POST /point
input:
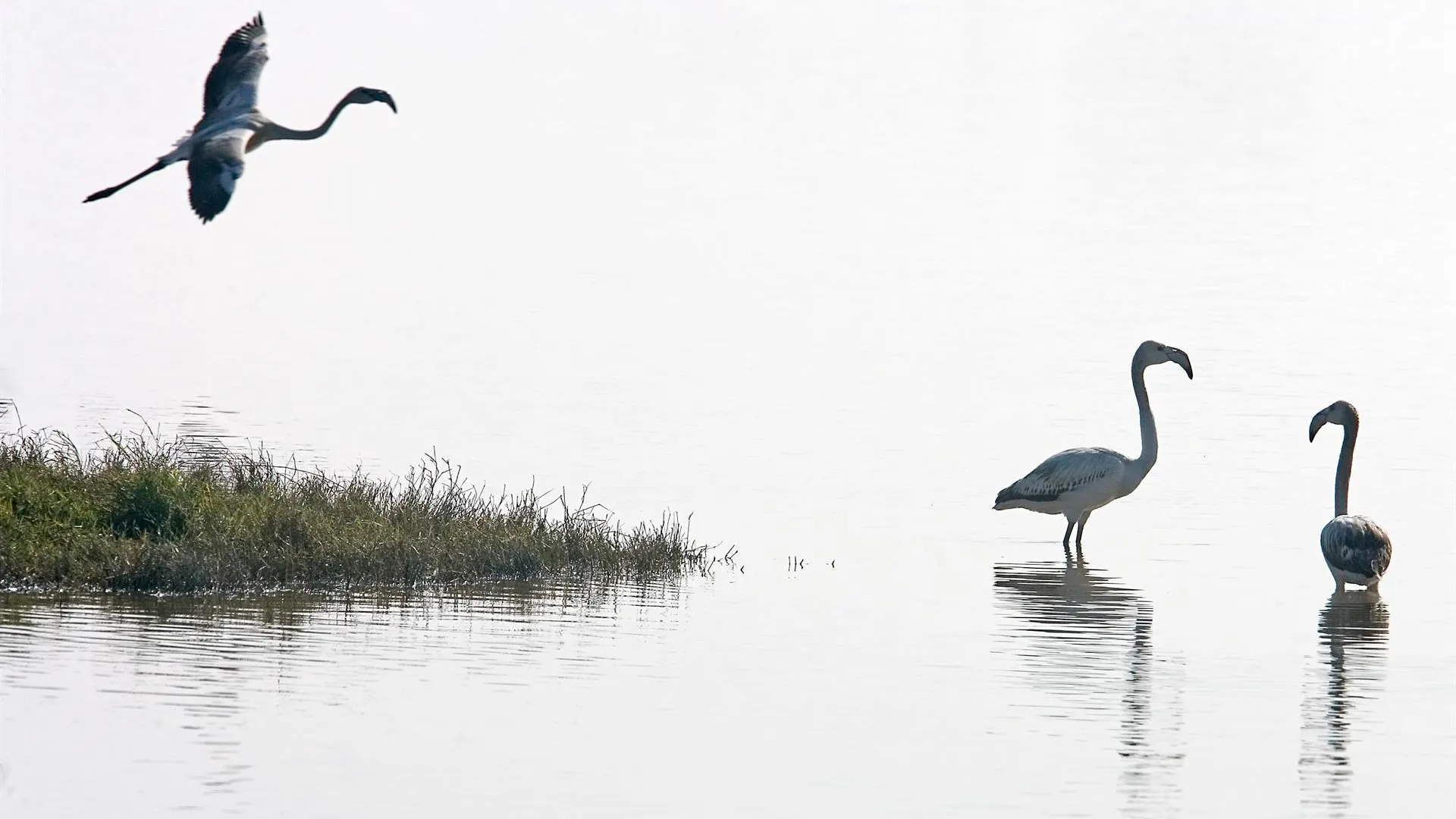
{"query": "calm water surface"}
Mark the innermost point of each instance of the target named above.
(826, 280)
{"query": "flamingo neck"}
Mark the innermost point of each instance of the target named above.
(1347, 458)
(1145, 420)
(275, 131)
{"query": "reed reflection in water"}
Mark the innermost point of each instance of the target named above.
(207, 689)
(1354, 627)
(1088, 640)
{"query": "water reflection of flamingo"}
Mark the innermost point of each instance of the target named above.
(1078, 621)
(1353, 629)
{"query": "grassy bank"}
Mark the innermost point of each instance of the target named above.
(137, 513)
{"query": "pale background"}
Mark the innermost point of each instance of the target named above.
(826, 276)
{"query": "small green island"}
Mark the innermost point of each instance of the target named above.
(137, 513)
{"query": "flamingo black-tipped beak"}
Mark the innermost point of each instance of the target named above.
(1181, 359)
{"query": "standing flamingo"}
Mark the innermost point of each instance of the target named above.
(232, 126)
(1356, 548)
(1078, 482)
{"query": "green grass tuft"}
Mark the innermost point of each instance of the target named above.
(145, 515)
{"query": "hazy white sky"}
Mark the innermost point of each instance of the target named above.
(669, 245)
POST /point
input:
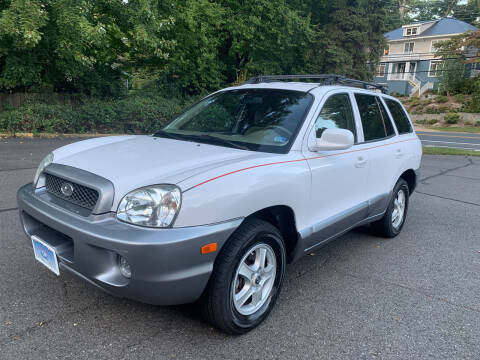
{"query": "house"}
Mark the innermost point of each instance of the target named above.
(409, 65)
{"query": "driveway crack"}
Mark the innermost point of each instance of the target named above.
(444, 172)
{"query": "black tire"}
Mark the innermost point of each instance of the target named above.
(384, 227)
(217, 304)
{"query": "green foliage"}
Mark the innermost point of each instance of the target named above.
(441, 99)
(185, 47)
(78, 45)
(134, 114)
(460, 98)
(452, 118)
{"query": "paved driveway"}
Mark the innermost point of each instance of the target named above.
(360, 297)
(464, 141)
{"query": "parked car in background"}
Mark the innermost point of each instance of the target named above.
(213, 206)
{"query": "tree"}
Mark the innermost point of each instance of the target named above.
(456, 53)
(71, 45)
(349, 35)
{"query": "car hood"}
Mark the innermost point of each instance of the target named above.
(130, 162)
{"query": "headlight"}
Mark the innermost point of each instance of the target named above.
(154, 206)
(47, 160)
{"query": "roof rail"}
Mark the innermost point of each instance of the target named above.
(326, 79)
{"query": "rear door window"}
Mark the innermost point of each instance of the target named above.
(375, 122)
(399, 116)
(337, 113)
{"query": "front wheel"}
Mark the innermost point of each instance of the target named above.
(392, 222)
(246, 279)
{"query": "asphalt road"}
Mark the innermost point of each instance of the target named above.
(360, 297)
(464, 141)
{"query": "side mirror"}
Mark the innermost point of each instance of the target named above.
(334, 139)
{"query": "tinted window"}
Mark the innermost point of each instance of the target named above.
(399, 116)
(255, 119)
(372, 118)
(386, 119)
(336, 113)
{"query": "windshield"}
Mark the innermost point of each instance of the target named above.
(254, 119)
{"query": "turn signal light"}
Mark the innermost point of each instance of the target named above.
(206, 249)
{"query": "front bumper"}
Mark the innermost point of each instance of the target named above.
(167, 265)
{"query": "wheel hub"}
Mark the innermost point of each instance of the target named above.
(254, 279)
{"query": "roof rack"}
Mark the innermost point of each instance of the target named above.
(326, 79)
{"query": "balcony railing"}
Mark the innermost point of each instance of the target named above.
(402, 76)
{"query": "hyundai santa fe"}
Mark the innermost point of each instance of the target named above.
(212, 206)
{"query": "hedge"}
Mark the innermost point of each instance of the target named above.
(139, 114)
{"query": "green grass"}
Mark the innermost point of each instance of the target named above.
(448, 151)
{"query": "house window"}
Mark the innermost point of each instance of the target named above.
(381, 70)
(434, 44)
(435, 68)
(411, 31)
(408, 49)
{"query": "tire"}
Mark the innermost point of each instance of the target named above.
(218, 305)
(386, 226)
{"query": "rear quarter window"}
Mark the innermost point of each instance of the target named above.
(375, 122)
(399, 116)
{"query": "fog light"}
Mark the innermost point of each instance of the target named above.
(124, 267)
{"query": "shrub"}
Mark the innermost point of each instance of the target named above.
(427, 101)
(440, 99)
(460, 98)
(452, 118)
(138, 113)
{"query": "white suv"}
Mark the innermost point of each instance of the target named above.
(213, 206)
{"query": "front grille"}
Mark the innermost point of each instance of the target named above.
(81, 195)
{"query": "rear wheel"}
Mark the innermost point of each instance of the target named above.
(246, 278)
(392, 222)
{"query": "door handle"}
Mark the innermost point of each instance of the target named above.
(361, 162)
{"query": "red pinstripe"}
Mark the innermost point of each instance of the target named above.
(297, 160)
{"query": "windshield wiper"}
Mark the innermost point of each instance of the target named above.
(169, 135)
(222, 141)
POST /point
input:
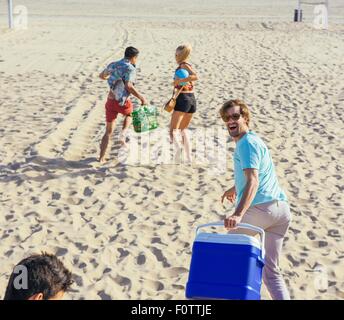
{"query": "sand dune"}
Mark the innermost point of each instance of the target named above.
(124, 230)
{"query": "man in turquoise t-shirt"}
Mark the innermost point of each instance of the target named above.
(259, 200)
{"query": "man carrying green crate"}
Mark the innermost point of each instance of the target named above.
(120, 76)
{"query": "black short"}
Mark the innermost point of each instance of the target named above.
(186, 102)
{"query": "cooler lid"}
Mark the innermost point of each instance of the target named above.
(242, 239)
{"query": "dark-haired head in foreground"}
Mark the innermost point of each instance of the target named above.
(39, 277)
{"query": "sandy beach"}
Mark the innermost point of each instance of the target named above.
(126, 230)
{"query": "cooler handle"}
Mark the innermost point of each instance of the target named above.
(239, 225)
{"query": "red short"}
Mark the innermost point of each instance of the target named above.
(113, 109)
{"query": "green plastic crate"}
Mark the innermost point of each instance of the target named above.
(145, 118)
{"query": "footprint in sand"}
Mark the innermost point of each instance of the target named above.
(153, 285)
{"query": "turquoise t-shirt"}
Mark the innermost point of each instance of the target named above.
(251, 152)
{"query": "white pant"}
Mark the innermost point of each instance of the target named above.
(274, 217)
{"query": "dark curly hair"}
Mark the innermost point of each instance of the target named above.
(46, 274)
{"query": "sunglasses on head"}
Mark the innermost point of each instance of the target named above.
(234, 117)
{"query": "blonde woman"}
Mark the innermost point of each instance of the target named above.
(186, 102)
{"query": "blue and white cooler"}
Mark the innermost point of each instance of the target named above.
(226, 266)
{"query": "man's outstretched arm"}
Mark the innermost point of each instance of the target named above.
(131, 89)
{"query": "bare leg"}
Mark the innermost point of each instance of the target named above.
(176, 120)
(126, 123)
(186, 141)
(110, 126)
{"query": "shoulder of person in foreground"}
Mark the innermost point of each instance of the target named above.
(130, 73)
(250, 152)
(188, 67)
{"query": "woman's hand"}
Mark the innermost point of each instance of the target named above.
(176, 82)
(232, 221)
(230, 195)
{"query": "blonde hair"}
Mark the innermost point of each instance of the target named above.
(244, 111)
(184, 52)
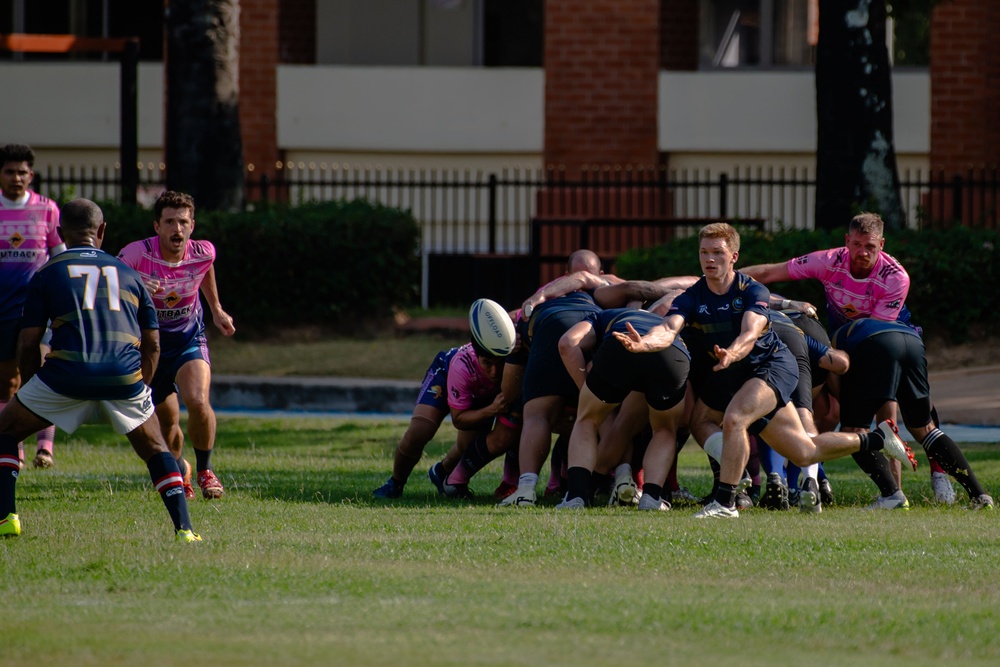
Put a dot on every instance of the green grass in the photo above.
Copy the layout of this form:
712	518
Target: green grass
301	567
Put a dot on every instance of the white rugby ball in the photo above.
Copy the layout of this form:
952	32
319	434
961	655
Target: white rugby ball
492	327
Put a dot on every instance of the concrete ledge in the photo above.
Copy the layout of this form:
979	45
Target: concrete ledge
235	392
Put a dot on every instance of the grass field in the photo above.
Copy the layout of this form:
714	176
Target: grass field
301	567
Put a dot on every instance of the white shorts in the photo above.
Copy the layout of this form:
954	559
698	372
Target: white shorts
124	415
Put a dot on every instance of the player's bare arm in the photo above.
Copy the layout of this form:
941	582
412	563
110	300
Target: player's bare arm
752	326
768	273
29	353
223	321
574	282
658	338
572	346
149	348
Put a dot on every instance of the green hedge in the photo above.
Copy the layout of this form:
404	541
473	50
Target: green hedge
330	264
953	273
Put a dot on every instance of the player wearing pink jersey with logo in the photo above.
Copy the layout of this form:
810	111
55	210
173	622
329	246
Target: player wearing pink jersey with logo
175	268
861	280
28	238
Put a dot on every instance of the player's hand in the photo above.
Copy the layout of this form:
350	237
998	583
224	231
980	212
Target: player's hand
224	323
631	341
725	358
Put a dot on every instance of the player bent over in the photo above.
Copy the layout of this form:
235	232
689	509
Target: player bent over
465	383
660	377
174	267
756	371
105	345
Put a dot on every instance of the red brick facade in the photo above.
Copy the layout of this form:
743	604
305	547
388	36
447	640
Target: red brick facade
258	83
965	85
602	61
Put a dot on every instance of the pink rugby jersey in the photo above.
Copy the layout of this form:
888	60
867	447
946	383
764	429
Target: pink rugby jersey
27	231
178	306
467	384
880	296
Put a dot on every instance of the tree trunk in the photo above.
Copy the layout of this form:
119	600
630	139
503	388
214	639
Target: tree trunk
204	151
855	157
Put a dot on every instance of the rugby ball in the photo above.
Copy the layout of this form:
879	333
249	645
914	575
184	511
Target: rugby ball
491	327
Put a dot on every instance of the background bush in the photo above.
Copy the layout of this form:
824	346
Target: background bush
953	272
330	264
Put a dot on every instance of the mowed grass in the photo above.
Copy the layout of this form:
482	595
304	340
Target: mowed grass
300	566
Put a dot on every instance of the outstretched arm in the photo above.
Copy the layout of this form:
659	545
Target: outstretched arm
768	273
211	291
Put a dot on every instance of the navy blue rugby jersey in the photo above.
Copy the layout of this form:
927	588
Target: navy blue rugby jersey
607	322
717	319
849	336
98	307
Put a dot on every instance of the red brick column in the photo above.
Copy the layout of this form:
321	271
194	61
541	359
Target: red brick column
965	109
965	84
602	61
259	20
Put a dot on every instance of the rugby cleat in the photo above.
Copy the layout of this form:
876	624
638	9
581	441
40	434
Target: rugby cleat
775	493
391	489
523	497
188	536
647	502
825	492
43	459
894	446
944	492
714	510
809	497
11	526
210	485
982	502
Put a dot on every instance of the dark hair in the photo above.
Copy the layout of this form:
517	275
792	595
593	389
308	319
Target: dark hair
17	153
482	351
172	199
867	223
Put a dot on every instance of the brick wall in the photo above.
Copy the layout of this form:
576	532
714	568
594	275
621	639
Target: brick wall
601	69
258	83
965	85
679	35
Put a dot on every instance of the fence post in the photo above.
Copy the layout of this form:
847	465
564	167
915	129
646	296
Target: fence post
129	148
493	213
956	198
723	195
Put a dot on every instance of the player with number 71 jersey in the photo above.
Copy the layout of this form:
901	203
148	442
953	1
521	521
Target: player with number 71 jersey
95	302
☆ ☆ ☆ ☆
> **SET PROBLEM**
Write out the lines above from the one containing "Put a dot on every instance of the mowed" through the last, exactly as they are.

> **THE ANSWER**
Put a dot on every instance of the mowed grass in the photo above.
Copy the layout of this form:
482	595
304	340
Target: mowed grass
300	566
Put a dot on every instance of the outstretched arm in the photo above.
Copy the layout of this form:
659	545
Target: outstretched arm
768	273
211	291
Put a dot on every instance of the navy blue rugby jersey in the photo above.
Copy the layout of this form:
927	588
Target: navy blue rugby jersey
607	322
717	319
849	336
98	307
Put a dot on every instance of the red brick column in the photo above.
Copy the layout of this form:
321	271
194	61
541	359
Target: red brick column
965	109
965	84
602	61
259	20
Put a dot on every instance of the rugby cleat in the photo above.
Copy the layout of this form:
876	624
638	9
581	441
40	434
Target: rugby cleat
775	493
391	489
523	497
188	536
647	502
825	492
43	459
894	446
944	492
714	510
809	497
11	526
210	485
982	502
Put a dot on every instance of the dark hair in the photo above.
Copy the layout of this form:
517	275
792	595
593	389
308	319
Target: dark hair
17	153
482	351
172	199
867	223
Put a dot on every instance of the brick wall in the photo above.
Copy the layout of this form:
576	532
714	568
594	275
621	639
Target: brick wall
601	69
258	83
965	85
679	35
Put a dot on every instance of the fence post in the photo above.
Copy the layout of this form:
847	465
564	167
915	129
646	296
Target: fence post
129	148
493	213
956	198
723	195
Put a dot on every instance of the player with number 71 jersey in the photo above.
Copy the layout of this form:
901	203
148	442
953	1
521	521
Target: player with number 71 jersey
95	302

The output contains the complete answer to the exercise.